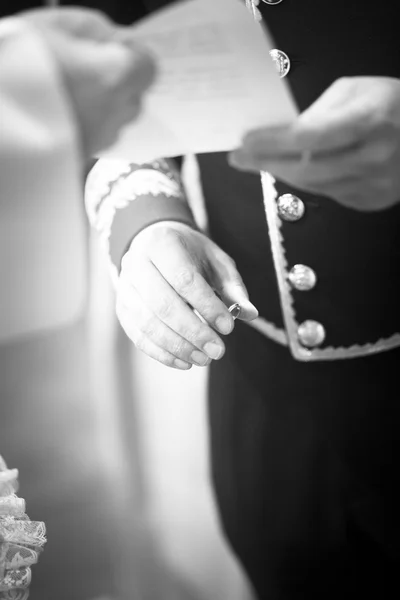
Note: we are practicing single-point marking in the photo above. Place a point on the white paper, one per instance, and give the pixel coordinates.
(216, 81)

++++++++++

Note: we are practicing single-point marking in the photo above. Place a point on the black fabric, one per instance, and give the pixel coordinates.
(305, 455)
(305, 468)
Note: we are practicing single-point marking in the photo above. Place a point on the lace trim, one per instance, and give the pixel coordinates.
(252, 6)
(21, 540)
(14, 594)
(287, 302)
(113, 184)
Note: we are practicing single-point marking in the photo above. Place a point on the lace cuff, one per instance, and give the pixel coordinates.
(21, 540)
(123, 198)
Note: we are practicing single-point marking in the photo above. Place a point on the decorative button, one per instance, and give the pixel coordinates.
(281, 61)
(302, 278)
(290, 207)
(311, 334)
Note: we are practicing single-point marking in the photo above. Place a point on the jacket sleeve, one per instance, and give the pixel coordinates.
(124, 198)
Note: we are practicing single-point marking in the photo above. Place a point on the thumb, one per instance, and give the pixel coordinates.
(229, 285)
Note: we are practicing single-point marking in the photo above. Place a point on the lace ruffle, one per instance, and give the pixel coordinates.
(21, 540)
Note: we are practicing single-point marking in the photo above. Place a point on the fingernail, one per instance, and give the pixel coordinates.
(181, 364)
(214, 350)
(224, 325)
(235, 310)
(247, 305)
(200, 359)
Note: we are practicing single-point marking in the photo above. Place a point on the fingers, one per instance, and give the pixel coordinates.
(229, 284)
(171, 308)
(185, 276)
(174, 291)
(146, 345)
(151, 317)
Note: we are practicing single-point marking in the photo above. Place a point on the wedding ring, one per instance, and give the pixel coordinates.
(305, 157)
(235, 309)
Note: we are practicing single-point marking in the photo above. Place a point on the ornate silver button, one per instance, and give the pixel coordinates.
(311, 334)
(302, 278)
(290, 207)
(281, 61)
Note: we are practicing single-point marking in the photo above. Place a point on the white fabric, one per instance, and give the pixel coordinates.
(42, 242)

++++++++++

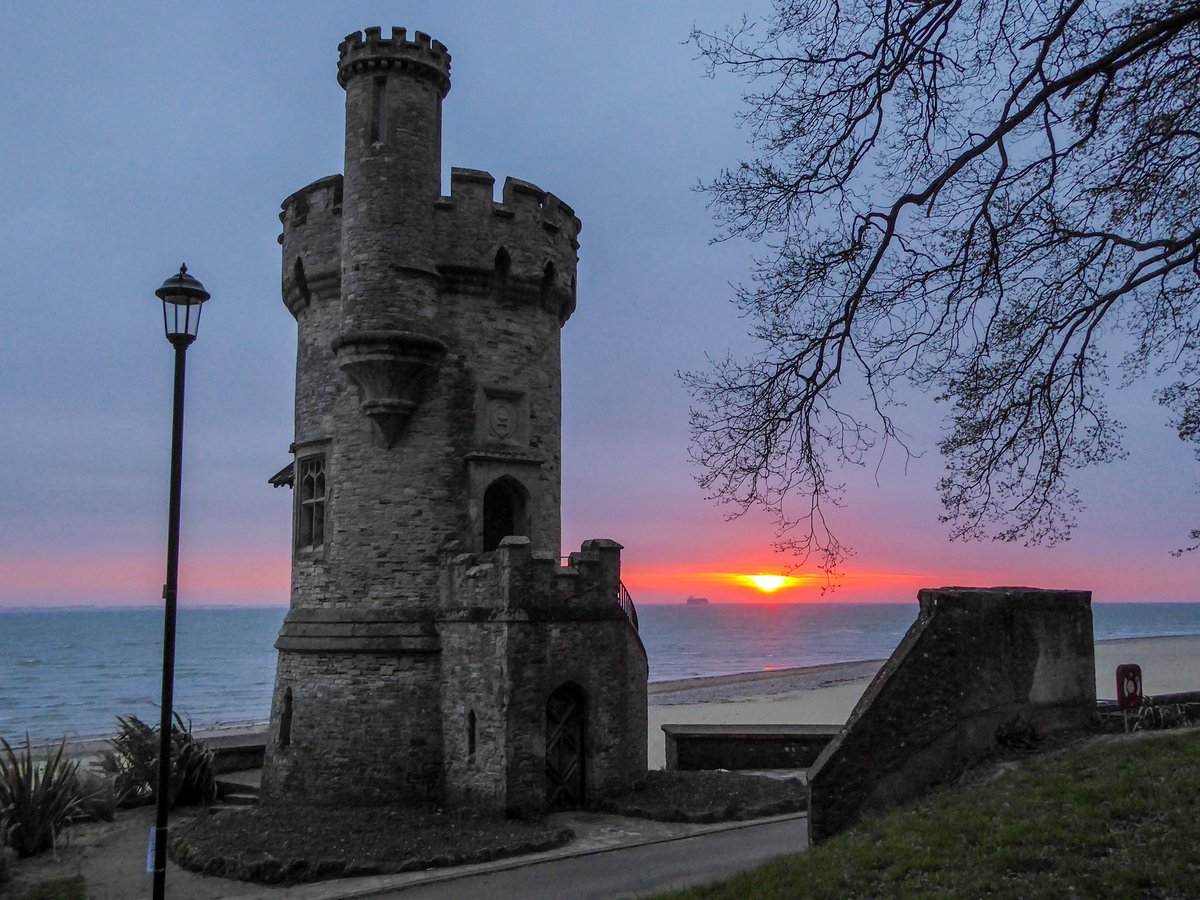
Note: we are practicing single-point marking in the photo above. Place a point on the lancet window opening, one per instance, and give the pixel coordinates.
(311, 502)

++++++++++

WHAT YOU NEED TO DO: From the data above, copy out every line that contains the string "white". Matching is case-sensitive.

EXERCISE OUTPUT:
Note: we are practicing single-point marking in the photo above. Place a point on the white paper, one per instance, and give the pixel coordinates.
Note: we are practicing single-point marking in the photo above. Place a point on the white fabric, one per instance, and give the pixel coordinates.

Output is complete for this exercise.